**Try it**
Copy the records below exactly.

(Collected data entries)
####################

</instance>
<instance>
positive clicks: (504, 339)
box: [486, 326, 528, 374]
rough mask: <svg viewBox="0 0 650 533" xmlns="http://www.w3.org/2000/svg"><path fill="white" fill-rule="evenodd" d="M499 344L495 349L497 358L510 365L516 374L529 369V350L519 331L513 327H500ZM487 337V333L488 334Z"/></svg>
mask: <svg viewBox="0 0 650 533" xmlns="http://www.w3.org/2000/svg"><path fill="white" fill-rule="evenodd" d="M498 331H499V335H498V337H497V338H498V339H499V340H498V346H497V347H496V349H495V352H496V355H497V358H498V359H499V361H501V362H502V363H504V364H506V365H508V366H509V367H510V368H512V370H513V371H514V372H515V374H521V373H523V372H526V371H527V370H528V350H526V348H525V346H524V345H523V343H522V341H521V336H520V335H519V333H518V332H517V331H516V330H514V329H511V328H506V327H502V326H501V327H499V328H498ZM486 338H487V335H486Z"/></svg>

####################

**Solution below**
</instance>
<instance>
positive clicks: (504, 339)
box: [486, 326, 528, 374]
rough mask: <svg viewBox="0 0 650 533" xmlns="http://www.w3.org/2000/svg"><path fill="white" fill-rule="evenodd" d="M499 344L495 349L497 358L510 365L516 374L529 369V350L519 331L513 327H500ZM487 337V333L488 334Z"/></svg>
mask: <svg viewBox="0 0 650 533" xmlns="http://www.w3.org/2000/svg"><path fill="white" fill-rule="evenodd" d="M498 331H499V335H498V337H497V338H498V339H499V340H498V346H497V347H496V349H495V352H496V355H497V358H498V359H499V361H501V362H502V363H504V364H506V365H508V366H509V367H510V368H512V370H513V371H514V372H515V374H521V373H523V372H526V371H527V370H528V350H526V348H525V346H524V345H523V343H522V341H521V336H520V335H519V333H518V332H517V331H516V330H514V329H511V328H506V327H502V326H501V327H499V328H498ZM486 338H487V335H486Z"/></svg>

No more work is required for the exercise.